(Entries taken from a collection)
== Segment start ==

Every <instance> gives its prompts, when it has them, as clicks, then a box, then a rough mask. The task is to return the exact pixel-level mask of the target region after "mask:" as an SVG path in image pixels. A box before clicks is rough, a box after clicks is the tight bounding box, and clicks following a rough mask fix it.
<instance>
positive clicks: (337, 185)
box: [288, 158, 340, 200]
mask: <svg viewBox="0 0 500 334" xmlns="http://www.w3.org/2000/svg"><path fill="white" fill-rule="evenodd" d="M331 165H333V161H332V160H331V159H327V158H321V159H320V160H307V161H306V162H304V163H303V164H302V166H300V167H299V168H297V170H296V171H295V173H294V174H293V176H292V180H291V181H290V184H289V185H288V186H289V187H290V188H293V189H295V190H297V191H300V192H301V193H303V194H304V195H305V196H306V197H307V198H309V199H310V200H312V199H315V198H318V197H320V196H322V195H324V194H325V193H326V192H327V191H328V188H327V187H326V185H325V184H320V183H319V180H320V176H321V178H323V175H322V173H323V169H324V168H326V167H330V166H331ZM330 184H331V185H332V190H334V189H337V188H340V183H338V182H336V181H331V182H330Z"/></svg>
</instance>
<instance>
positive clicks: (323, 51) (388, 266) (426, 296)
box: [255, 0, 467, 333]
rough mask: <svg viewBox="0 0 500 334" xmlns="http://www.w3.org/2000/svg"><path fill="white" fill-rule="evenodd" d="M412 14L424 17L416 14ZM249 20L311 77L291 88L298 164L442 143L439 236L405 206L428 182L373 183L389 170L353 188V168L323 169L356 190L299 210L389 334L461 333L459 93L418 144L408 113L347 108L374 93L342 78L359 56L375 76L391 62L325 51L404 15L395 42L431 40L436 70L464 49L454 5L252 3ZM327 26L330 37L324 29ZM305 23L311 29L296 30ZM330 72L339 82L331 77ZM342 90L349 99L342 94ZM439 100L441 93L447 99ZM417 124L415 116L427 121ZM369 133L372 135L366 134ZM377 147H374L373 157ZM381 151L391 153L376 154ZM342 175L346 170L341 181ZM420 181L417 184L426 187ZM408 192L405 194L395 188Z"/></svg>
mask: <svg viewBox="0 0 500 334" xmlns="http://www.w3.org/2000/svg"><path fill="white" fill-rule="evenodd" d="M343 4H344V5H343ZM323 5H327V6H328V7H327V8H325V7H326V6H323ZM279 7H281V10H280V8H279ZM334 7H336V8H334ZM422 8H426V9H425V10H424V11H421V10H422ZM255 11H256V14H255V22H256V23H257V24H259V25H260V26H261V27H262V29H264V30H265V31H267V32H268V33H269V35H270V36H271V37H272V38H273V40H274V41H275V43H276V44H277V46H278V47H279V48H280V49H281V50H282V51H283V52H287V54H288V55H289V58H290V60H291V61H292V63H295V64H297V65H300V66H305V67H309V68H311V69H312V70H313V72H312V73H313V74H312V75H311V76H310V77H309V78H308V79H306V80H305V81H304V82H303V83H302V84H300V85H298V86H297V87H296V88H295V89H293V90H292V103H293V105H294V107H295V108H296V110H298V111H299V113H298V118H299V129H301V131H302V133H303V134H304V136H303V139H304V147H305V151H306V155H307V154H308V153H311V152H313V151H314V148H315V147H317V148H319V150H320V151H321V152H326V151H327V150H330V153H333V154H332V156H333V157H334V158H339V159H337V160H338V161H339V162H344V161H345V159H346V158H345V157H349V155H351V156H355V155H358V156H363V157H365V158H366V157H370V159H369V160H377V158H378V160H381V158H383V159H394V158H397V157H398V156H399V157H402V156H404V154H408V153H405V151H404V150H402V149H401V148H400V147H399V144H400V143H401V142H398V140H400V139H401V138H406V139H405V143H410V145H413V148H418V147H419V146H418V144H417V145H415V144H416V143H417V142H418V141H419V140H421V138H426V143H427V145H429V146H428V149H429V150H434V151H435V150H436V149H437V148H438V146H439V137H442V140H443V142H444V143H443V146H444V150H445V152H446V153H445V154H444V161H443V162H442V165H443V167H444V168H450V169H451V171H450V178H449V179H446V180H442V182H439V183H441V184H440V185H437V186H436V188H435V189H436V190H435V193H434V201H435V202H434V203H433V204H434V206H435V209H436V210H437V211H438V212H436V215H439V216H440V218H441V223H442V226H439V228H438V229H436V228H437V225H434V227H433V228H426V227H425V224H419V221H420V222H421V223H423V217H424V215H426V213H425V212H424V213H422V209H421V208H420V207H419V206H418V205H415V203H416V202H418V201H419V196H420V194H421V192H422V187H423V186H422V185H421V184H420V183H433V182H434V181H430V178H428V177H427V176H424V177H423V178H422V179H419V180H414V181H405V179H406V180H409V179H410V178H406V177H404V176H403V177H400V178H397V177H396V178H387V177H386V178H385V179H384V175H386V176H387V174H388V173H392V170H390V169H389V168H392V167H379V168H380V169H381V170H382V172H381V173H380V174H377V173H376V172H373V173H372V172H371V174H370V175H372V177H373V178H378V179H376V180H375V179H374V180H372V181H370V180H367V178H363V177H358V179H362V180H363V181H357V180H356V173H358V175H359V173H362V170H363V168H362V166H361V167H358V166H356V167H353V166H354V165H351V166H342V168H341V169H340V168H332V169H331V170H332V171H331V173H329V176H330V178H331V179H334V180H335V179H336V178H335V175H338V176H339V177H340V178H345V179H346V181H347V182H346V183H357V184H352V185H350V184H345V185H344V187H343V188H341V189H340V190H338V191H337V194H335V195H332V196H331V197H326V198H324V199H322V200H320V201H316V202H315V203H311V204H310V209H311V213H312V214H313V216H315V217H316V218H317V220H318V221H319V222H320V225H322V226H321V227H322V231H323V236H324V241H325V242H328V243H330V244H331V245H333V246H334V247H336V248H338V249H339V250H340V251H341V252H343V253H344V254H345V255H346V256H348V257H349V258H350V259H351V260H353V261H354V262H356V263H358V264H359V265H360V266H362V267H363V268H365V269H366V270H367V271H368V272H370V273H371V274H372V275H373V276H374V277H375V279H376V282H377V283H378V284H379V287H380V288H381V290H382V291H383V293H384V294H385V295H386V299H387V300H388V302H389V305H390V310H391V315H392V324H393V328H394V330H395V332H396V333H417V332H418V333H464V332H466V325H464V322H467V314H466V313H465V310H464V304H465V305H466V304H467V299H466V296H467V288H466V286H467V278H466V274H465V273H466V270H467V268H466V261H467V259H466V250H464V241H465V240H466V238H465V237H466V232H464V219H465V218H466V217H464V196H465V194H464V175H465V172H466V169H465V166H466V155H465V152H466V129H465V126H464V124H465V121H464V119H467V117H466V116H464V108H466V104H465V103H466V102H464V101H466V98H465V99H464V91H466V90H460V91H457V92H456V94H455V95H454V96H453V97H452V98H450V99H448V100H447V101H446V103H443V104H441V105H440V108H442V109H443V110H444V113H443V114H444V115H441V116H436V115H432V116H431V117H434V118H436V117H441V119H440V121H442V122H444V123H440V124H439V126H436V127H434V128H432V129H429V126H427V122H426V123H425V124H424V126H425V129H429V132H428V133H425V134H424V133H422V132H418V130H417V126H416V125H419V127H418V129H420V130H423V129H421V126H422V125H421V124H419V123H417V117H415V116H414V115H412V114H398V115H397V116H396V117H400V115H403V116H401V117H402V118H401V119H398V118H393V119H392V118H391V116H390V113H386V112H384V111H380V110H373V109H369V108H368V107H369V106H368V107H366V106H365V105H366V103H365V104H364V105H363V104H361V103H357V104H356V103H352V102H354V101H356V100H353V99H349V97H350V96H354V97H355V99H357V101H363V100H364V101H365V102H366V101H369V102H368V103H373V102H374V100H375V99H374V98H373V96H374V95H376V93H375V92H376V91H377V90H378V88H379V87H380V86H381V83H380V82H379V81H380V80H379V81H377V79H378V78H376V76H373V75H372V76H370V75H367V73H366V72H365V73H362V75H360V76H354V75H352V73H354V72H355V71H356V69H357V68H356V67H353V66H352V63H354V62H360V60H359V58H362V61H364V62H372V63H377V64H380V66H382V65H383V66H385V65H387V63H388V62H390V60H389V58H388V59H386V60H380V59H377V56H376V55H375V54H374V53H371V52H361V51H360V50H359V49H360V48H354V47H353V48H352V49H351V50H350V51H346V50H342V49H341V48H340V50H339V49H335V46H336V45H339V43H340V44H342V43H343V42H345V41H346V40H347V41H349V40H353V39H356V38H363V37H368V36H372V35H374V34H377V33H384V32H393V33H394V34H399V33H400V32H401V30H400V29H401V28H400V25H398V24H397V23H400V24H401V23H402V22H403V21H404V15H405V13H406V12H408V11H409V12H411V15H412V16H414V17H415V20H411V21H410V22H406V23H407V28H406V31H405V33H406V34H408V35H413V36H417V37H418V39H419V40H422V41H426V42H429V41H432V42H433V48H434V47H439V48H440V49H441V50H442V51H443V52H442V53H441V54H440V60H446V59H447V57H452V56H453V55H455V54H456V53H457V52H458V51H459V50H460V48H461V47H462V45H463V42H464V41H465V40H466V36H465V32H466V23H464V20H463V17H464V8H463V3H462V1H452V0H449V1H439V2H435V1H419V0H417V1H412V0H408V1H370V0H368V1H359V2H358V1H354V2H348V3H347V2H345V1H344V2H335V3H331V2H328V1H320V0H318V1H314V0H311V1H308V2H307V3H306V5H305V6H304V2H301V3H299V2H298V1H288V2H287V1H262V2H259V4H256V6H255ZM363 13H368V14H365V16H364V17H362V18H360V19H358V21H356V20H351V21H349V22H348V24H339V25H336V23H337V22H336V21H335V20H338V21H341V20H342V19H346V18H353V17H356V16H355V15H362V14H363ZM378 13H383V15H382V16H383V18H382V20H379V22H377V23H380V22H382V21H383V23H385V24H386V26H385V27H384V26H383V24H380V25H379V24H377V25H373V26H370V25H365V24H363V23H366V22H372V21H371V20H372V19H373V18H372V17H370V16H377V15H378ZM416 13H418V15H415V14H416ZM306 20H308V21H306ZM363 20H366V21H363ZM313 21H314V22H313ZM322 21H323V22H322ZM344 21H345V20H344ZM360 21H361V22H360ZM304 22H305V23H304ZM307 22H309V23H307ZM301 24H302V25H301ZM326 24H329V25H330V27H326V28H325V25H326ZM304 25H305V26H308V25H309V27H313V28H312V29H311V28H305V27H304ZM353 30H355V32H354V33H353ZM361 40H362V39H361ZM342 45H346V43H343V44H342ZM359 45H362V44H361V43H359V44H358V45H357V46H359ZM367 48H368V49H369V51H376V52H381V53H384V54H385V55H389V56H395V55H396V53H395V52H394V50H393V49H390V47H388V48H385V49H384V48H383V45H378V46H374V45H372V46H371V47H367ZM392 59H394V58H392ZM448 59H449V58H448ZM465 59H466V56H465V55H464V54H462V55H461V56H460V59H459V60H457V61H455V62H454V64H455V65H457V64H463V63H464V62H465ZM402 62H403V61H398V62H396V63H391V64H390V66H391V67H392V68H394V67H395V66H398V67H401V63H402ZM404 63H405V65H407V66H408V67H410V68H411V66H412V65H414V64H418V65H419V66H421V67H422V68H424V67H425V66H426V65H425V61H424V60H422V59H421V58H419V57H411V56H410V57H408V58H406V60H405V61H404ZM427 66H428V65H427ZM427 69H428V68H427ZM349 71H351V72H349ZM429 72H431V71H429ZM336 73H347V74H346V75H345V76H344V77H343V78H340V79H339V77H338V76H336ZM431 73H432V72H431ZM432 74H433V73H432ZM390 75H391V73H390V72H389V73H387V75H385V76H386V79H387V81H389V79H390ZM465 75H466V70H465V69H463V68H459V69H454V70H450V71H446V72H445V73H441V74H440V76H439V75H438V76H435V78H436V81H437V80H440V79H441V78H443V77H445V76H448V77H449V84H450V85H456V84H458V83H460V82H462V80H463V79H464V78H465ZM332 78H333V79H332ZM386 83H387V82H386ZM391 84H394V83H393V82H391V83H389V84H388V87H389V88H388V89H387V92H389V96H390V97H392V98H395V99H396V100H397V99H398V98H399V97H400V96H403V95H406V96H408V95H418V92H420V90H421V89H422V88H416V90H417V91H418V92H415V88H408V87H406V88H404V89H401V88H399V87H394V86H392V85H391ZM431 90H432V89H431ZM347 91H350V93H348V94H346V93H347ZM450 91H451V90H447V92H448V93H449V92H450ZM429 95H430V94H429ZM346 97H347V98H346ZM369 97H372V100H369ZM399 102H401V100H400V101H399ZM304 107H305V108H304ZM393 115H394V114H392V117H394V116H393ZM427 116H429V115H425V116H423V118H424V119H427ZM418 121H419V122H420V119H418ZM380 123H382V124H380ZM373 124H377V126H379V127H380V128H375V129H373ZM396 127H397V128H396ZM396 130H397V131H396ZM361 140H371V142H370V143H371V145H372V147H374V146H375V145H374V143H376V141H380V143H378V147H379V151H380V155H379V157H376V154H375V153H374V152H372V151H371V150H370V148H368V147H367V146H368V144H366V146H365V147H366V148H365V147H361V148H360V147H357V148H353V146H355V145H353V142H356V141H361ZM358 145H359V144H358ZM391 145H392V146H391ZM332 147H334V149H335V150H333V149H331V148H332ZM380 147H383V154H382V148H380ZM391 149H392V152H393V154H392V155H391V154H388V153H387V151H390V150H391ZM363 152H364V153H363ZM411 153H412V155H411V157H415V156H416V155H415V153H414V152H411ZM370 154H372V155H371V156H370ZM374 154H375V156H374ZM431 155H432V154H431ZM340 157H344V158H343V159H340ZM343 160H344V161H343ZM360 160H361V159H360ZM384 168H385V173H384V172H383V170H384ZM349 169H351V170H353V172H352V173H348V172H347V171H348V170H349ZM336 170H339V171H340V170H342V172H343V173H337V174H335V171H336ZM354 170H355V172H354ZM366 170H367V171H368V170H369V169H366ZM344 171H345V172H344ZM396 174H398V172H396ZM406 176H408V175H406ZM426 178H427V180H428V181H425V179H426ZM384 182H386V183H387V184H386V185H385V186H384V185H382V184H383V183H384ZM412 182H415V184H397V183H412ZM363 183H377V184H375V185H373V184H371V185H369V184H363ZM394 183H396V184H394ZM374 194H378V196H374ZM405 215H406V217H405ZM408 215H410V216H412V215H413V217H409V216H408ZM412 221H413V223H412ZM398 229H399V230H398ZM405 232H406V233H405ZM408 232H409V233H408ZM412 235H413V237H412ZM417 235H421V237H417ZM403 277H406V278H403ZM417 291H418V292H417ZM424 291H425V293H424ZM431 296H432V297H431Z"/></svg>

== Segment end ==

▶ Activity
Repeat, exactly as they stand above, the lines from the line with "box: [288, 158, 340, 200]" to the line with "box: [255, 0, 467, 333]", both lines included.

▶ Response to this task
box: [288, 158, 340, 200]
mask: <svg viewBox="0 0 500 334" xmlns="http://www.w3.org/2000/svg"><path fill="white" fill-rule="evenodd" d="M331 165H333V161H332V160H331V159H327V158H321V159H320V160H307V161H306V162H304V163H303V164H302V166H300V167H299V168H297V170H296V171H295V173H294V174H293V176H292V180H291V181H290V184H289V185H288V186H289V187H290V188H293V189H295V190H297V191H300V192H301V193H303V194H304V195H305V196H306V197H307V198H309V199H310V200H312V199H315V198H318V197H320V196H322V195H324V194H325V193H326V192H327V191H328V188H327V187H326V185H325V184H320V183H319V180H320V176H321V178H323V175H322V173H323V169H324V168H326V167H330V166H331ZM330 184H331V185H332V190H334V189H337V188H340V183H338V182H336V181H331V182H330Z"/></svg>
</instance>
<instance>
positive clicks: (323, 51) (388, 266) (426, 296)
box: [255, 0, 467, 333]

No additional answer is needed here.